## EXERCISE OBJECTIVE
Rewrite every row from the one containing "target: large white" down to the one containing "[209,194,411,289]", both included. Shift each bounding-box coordinate up by 24 and leave the other rows unchanged.

** start of MATERIAL **

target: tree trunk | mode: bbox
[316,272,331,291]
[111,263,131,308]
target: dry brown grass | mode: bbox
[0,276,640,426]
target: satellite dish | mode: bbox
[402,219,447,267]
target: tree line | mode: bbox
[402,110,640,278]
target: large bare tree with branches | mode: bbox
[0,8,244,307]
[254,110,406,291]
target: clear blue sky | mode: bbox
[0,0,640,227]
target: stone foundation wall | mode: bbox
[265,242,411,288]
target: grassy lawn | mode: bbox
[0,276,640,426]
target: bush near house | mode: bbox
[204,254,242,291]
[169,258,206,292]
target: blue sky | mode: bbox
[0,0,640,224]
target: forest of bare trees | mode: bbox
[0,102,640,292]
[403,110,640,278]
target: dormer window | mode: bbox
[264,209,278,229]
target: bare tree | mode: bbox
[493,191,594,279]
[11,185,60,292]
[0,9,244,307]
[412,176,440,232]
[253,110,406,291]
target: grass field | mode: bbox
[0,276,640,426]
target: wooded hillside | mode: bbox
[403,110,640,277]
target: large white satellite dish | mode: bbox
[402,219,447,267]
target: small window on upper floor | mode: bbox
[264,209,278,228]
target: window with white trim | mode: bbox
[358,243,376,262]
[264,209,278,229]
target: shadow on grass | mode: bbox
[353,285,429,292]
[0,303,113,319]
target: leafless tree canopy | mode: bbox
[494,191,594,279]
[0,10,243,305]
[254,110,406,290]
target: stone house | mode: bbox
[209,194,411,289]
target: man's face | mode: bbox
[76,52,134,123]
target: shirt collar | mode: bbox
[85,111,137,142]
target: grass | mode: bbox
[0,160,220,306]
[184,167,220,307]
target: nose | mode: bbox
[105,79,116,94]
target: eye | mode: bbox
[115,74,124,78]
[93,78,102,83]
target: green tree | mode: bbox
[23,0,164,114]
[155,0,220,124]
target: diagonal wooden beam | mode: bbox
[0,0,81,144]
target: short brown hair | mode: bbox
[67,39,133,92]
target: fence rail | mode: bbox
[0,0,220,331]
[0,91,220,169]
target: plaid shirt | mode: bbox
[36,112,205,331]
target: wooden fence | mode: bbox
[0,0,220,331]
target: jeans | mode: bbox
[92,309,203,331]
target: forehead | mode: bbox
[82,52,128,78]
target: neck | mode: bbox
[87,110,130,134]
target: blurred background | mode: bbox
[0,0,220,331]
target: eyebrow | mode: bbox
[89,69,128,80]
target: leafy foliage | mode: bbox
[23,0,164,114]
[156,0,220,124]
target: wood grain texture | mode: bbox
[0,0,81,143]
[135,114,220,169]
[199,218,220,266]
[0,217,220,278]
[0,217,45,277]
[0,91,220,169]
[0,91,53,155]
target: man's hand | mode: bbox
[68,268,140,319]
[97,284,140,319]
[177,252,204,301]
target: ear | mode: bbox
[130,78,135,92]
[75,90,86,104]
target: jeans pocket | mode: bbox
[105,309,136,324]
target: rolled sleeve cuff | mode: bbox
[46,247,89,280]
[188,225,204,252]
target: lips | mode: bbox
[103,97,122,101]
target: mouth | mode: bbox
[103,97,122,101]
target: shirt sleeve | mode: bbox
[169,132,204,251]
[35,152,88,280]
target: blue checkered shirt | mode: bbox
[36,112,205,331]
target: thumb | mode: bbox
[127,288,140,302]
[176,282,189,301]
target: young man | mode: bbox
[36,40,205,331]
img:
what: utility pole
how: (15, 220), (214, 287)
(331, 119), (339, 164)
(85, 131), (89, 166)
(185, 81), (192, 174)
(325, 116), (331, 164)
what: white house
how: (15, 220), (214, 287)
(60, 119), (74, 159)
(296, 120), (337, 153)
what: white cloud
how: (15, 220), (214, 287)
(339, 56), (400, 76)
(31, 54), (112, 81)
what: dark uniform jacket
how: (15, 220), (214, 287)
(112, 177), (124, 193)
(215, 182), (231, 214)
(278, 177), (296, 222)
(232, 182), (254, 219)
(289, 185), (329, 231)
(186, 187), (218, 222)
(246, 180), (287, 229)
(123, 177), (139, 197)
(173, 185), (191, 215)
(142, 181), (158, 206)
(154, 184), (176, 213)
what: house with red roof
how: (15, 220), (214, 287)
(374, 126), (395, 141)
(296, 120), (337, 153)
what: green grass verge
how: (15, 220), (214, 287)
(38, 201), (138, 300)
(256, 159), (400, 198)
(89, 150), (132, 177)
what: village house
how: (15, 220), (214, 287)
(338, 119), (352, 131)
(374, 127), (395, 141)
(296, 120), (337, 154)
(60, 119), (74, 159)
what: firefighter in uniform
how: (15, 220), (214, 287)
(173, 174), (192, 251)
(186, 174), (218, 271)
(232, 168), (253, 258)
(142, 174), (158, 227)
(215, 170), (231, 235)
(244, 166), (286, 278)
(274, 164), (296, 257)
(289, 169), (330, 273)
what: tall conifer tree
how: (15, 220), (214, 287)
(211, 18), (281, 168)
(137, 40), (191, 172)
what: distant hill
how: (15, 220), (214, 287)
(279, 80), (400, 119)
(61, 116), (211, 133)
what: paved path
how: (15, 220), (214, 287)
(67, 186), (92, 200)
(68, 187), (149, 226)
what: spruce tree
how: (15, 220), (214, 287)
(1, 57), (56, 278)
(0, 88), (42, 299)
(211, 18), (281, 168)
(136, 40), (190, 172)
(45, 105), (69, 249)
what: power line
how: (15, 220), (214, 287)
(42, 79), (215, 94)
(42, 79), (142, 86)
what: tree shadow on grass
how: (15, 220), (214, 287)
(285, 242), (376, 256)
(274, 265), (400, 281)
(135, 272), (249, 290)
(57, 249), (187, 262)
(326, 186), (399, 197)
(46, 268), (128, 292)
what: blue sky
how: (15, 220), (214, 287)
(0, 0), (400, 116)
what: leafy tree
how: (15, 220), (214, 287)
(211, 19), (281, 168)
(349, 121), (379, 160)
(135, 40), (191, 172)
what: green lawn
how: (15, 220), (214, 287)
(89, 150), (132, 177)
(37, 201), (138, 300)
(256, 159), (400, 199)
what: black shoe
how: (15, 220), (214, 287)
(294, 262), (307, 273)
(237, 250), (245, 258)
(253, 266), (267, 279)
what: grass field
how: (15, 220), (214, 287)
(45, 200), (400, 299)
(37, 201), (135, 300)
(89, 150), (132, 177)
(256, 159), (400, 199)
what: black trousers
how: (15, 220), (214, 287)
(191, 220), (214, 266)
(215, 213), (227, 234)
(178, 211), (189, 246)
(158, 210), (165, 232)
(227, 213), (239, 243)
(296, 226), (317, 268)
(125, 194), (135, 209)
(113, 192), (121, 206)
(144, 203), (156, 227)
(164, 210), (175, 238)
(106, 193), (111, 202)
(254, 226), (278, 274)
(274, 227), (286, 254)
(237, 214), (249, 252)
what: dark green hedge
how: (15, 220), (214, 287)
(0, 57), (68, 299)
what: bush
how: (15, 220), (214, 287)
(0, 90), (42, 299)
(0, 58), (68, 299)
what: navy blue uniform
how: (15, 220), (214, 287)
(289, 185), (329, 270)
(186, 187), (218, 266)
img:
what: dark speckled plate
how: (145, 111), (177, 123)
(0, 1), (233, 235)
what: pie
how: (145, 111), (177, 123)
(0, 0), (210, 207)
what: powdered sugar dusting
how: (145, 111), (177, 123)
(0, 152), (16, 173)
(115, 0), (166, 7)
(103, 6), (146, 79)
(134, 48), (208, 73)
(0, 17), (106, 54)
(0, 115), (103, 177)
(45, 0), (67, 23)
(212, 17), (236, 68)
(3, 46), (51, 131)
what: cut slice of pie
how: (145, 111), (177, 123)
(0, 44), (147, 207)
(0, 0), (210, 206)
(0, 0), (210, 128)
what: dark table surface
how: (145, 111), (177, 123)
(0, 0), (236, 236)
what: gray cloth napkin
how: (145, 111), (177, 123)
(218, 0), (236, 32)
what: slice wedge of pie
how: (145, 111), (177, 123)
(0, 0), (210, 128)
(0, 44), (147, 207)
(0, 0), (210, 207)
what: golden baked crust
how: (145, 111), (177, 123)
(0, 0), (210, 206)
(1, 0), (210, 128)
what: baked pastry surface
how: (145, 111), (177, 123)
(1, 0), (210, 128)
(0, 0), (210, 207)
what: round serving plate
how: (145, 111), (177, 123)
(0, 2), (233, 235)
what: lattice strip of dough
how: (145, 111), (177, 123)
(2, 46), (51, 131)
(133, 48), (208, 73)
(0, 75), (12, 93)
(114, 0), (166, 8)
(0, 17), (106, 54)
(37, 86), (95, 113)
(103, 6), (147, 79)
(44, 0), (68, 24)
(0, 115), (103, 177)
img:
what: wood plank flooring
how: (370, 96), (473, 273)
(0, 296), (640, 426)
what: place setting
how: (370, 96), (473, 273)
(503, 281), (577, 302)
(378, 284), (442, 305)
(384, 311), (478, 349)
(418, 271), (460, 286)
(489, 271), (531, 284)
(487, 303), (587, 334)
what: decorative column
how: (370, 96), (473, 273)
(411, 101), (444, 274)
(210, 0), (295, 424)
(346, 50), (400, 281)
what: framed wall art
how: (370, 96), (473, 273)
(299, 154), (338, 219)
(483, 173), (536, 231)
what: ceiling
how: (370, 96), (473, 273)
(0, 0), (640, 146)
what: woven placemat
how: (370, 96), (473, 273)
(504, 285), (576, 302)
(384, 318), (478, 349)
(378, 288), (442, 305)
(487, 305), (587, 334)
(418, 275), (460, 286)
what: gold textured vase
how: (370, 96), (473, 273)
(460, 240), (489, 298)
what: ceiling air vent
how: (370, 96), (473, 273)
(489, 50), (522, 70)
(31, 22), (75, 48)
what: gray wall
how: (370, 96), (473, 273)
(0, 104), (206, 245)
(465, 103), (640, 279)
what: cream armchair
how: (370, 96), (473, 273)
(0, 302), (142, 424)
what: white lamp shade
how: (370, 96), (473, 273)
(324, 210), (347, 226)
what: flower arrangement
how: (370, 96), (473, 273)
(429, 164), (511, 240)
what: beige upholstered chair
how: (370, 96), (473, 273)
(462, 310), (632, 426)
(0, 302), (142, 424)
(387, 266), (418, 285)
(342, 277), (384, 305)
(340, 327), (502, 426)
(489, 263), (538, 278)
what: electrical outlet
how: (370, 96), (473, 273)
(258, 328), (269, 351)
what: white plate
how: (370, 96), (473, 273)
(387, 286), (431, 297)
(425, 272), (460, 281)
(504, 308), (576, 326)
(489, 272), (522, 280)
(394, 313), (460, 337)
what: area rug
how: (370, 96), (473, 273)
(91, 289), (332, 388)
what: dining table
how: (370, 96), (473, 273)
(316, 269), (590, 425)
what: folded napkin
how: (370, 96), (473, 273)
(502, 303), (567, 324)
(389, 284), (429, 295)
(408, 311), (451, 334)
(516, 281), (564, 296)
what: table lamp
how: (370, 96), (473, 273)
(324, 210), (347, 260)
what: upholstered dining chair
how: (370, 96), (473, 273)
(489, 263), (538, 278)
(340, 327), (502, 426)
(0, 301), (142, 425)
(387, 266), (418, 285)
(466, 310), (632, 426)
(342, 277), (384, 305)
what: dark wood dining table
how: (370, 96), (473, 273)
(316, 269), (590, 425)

** end of MATERIAL **

## RESULT FOR THIS TASK
target: large white satellite dish | mode: bbox
[426,243,471,291]
target: small window on upper floor | mode: bbox
[288,233,302,252]
target: window with white trim | mode: bbox
[382,267,400,286]
[288,233,302,253]
target: shadow on grass | mode: bbox
[377,309,453,316]
[24,327,137,343]
target: leafless tree canopy | mode: bbox
[518,215,618,303]
[24,34,267,329]
[278,134,430,314]
target: stone house | mode: bbox
[233,218,435,313]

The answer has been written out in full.